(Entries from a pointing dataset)
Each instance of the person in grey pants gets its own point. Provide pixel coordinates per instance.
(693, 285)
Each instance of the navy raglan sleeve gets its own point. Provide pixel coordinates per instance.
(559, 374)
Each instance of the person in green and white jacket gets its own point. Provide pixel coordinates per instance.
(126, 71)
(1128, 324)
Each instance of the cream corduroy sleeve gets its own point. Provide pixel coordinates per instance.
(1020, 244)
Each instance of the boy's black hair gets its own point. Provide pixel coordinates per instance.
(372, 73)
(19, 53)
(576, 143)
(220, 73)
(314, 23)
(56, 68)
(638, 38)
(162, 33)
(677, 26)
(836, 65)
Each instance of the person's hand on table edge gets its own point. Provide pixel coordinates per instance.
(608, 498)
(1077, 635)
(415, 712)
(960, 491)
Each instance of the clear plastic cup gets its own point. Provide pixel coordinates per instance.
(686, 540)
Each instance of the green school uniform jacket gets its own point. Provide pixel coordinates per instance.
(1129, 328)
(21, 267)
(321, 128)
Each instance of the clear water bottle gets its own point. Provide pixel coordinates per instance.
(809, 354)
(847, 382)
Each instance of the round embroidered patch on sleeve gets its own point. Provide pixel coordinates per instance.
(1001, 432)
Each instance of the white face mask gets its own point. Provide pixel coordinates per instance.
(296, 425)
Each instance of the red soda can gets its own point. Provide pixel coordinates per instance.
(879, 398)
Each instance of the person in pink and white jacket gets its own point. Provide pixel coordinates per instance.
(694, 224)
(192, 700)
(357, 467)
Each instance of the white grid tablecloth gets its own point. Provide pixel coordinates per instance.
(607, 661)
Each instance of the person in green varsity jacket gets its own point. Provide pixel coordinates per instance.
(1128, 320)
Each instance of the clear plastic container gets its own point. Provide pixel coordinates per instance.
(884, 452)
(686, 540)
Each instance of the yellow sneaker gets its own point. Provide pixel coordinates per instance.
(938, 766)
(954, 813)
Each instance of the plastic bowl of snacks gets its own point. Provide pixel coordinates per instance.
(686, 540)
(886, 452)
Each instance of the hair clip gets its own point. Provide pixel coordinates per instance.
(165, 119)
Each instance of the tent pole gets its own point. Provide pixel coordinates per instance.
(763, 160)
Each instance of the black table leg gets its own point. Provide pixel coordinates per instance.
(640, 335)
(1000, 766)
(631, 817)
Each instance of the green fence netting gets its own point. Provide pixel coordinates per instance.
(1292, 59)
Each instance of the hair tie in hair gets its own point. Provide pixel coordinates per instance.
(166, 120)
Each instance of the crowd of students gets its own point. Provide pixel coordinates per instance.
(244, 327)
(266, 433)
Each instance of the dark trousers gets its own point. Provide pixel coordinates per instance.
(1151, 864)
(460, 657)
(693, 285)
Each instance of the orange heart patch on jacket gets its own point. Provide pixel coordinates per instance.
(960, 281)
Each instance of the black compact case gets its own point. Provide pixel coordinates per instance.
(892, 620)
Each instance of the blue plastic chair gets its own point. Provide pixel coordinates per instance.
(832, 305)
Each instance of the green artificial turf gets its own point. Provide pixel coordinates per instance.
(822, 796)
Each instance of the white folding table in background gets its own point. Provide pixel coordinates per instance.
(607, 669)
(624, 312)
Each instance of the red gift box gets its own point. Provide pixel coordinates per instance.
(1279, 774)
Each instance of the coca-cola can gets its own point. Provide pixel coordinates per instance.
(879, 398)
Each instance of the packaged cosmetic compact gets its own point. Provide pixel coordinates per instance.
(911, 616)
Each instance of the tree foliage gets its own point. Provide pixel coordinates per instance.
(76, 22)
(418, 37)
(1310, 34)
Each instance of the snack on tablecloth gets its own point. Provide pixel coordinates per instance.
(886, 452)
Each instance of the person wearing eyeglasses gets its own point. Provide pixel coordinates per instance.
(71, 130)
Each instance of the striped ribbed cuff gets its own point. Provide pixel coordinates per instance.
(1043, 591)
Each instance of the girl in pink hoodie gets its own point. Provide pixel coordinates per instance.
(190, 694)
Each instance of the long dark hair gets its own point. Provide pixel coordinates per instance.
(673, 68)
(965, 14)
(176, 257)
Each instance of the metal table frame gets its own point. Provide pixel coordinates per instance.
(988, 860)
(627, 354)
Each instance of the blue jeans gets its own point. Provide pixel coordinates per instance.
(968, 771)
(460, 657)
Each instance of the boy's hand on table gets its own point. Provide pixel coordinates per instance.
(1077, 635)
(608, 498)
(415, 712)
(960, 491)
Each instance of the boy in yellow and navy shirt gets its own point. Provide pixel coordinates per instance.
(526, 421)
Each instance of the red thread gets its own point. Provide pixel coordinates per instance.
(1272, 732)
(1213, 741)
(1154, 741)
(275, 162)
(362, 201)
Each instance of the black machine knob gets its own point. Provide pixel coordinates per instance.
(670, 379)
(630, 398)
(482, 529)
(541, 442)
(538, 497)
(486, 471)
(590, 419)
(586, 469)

- [EXERCISE DESCRIPTION]: All the data must be duplicated exactly, with nothing added or removed.

- [EXERCISE SOLUTION]:
Each instance of the person in grey pants gets its own point. Provide pixel coordinates per instance.
(693, 285)
Each instance of the navy raglan sleeve gets its own point. Provide pixel coordinates per instance.
(559, 374)
Each instance of the person in green and white jacket gets its own point. Provide pixel coordinates per instance.
(126, 71)
(1128, 324)
Each instance of the cream corduroy sleeve gets its own point. Provide pixel coordinates per instance.
(1020, 244)
Each instance of the boy's black hair gets its own point. Provide pixel coordinates per instance.
(372, 73)
(19, 53)
(576, 143)
(220, 73)
(314, 23)
(56, 68)
(638, 38)
(162, 33)
(677, 26)
(836, 65)
Each instance of the person's hand on table edge gets its own point. Provide pixel coordinates per instance.
(608, 498)
(1077, 635)
(415, 712)
(960, 491)
Each instance of the clear plastic cup gets its own point. Provide pixel coordinates per instance.
(686, 540)
Each instance of the green school uniform jacket gets its own point. Provide pixel coordinates per instance.
(1129, 328)
(21, 267)
(321, 128)
Each instance of the clear water bottle gets its own point. Provide pixel coordinates per instance.
(809, 354)
(847, 382)
Each instance of the round embroidered patch on sleeve gets its own point. Provide pixel coordinates per instance.
(1001, 432)
Each instance of the white face mask gets its own point. Provide pixel coordinates per instance.
(296, 425)
Each instance of the red soda can gets its own point. Provide pixel coordinates per instance.
(879, 398)
Each instance of the person in pink and white jacket gets its own point. Provide pixel coordinates per instance.
(694, 224)
(192, 700)
(357, 467)
Each instance of the white grid tablecloth gets its own point. Provide pixel coordinates per instance.
(607, 661)
Each instance of the person in green varsity jacket gets its own point. Provide pixel coordinates per instance.
(1128, 320)
Each instance of the clear plastic container gets its own point. Provide pixel coordinates per instance.
(884, 452)
(686, 540)
Each instance of the yellow sneaker gets its own point. Provide pixel coordinates per instance.
(938, 766)
(954, 813)
Each instance of the plastic bowl of snacks gets its own point. Provide pixel coordinates per instance.
(686, 540)
(886, 452)
Each instance of the hair clip gets its own point. Provide pixel coordinates per instance.
(165, 119)
Each instance of the tent pole gets its own point. Provide pixel coordinates per instance.
(763, 160)
Each instance of the black table leg gets its own point. Provide pixel coordinates per instance.
(640, 335)
(1000, 766)
(631, 817)
Each instance of the green fence netting gets its own point. Provide pixel coordinates per instance.
(1292, 59)
Each instance of the hair tie in hair gets its own point. Provide pixel coordinates per instance.
(166, 120)
Each instance of the crowd of students gets its own point. Provide pixel coordinates per instance.
(244, 327)
(266, 433)
Each instance of the dark trousers gets its own point. Provide pixel coordinates per instance.
(1151, 864)
(460, 657)
(693, 285)
Each instance of the orange heart patch on jacket gets its own point. Provide pixel coordinates per instance.
(960, 281)
Each instance of the black compact case gets its own point. Provide pixel coordinates per instance.
(892, 620)
Each instance of the blue plastic chair gets its own point. Provide pixel coordinates per instance.
(832, 305)
Each instance of the green artificial turf gets its own point. Provide pixel coordinates per instance.
(822, 796)
Each instance of the white folding table in background gets its own point. Provide pixel coordinates per instance.
(607, 669)
(624, 312)
Each instance of the red gift box gets its own point. Provide pixel coordinates per instance.
(1279, 774)
Each instance of the coca-cola can gets its own point. Provide pixel coordinates per instance.
(879, 398)
Each instance of the packaged cosmetic compact gets its own point. Provide pixel coordinates per instance.
(911, 616)
Each instance of the tree foliage gets its own point. Provide pixel coordinates per instance.
(76, 22)
(418, 37)
(1310, 34)
Each instance of the snack on tablecloth gets its own point. Provide pixel coordinates per instance.
(886, 452)
Each instance of the person wearing eyeglasses gets its own point. Provide pixel coordinates per instance.
(71, 130)
Each instance of the striped ribbed cuff gets its own point. Provide pixel coordinates per instance.
(1043, 591)
Each instance of the girl in pink hoodie gets its own point. Provide pixel coordinates per instance.
(190, 694)
Each instance of the long dark hair gets its own point. Provide pixel coordinates per instance.
(673, 68)
(965, 14)
(176, 257)
Each instance of the metal table frame gets its own point. Provide pixel coordinates per instance.
(988, 860)
(627, 354)
Each instance of the blue jeans gets its own point. Provide pixel coordinates per instance.
(968, 771)
(460, 657)
Each instance of the boy's hand on table gets its own point. Provide pixel coordinates per instance.
(1077, 635)
(608, 498)
(415, 712)
(960, 491)
Each instance of the boy in yellow and navy shirt gets its own point. Provide pixel coordinates per instance.
(526, 421)
Each instance of the red thread gets its own point. Provide pixel coordinates per instance.
(1272, 732)
(1213, 741)
(1154, 741)
(275, 162)
(362, 201)
Each instance of the black machine knob gets its own point. Provide pixel coordinates per instance.
(670, 379)
(630, 398)
(482, 529)
(541, 442)
(538, 497)
(486, 471)
(590, 419)
(586, 469)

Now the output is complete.